## Task prompt
Could you output every one of the rows below verbatim, character for character?

## Segmentation annotation records
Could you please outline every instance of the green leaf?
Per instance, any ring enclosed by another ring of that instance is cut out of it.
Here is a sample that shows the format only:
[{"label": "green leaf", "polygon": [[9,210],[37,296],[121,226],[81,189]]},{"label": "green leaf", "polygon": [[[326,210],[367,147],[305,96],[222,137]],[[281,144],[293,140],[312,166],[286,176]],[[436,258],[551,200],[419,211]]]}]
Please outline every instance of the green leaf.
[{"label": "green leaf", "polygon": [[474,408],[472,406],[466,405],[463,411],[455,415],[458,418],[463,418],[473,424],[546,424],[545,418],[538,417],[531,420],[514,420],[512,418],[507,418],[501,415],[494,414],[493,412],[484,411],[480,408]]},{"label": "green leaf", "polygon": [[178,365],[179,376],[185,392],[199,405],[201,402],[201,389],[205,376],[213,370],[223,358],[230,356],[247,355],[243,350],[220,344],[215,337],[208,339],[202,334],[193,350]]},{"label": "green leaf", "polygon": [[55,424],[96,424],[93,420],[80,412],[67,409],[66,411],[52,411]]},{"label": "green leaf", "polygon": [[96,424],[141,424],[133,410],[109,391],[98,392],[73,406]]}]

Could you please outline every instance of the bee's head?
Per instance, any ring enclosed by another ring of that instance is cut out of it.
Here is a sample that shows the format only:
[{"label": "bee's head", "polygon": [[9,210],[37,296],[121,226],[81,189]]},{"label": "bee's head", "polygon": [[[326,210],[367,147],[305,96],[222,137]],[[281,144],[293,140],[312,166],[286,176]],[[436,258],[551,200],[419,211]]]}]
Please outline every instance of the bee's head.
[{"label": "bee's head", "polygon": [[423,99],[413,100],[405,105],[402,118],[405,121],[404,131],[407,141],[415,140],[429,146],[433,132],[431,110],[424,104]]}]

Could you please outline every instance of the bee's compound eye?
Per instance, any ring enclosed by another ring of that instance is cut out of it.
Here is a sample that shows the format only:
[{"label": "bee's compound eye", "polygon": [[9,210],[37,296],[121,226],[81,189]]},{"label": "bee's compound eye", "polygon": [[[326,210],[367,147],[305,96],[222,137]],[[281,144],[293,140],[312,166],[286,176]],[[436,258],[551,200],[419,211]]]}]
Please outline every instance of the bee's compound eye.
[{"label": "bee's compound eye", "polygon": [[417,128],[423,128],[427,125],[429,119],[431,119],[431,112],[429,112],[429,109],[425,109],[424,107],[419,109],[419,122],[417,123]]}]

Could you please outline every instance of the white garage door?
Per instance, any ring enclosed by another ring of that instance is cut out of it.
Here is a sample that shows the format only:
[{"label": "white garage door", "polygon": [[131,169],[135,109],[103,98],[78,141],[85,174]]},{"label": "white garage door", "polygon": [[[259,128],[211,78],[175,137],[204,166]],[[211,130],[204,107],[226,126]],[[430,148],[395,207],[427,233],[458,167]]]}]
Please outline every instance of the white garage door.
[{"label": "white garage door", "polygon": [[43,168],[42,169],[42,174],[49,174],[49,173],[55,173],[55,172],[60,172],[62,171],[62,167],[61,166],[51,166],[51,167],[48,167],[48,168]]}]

## Worked solution
Could you please outline every instance of the green leaf?
Per instance, any ring enclosed by another ring of that instance is cut out of it.
Here is a sample that shows the format only:
[{"label": "green leaf", "polygon": [[9,210],[37,296],[121,226],[81,189]]},{"label": "green leaf", "polygon": [[[326,210],[367,147],[305,96],[222,137]],[[281,144],[293,140],[312,166],[286,176]],[[436,258],[551,200],[419,211]]]}]
Please outline every instance of the green leaf.
[{"label": "green leaf", "polygon": [[474,408],[472,406],[466,405],[463,411],[455,415],[458,418],[463,418],[473,424],[546,424],[545,418],[538,417],[531,420],[514,420],[512,418],[507,418],[501,415],[494,414],[493,412],[484,411],[480,408]]},{"label": "green leaf", "polygon": [[178,365],[179,376],[185,392],[199,405],[201,402],[201,389],[205,376],[213,370],[223,358],[230,356],[247,355],[243,350],[220,344],[215,337],[208,339],[202,334],[193,350]]},{"label": "green leaf", "polygon": [[55,424],[96,424],[93,420],[80,412],[67,409],[66,411],[52,411]]},{"label": "green leaf", "polygon": [[96,424],[141,424],[133,410],[109,391],[98,392],[73,406]]}]

Could you please outline every instance of the bee's head?
Per instance, any ring enclosed by another ring of that instance is cut out of it.
Here is a sample that shows the format only:
[{"label": "bee's head", "polygon": [[9,210],[37,296],[121,226],[81,189]]},{"label": "bee's head", "polygon": [[[326,210],[367,147],[305,96],[222,137]],[[281,144],[293,140],[312,166],[286,176]],[[436,258],[551,200],[419,211]]]}]
Please outline every instance of the bee's head.
[{"label": "bee's head", "polygon": [[423,99],[413,100],[405,105],[402,118],[405,121],[404,131],[407,141],[415,140],[429,146],[433,132],[431,110],[424,104]]}]

Could you please outline every instance of the bee's compound eye?
Per instance, any ring enclosed by another ring of that instance is cut out of it.
Here is a sample that shows the format only:
[{"label": "bee's compound eye", "polygon": [[9,210],[37,296],[121,226],[81,189]]},{"label": "bee's compound eye", "polygon": [[[326,210],[367,147],[305,96],[222,137]],[[281,144],[293,140],[312,166],[286,176]],[[436,258],[551,200],[419,211]]]}]
Please outline every instance of the bee's compound eye.
[{"label": "bee's compound eye", "polygon": [[417,128],[423,128],[427,125],[429,119],[431,119],[431,112],[429,112],[429,109],[425,109],[424,107],[419,109],[419,122],[417,123]]}]

Could you please outline every instance of the white garage door?
Per instance, any ring enclosed by another ring of that instance is cut out of it.
Here is a sample that shows the format only:
[{"label": "white garage door", "polygon": [[131,169],[135,109],[103,98],[78,141],[85,174]]},{"label": "white garage door", "polygon": [[[259,128],[211,78],[175,137],[204,166]],[[211,130],[204,107],[226,126]],[[430,148],[395,207],[427,233],[458,167]]]}]
Please outline every instance of the white garage door.
[{"label": "white garage door", "polygon": [[43,168],[42,169],[42,174],[49,174],[49,173],[55,173],[55,172],[60,172],[62,171],[62,167],[61,166],[51,166],[51,167],[48,167],[48,168]]}]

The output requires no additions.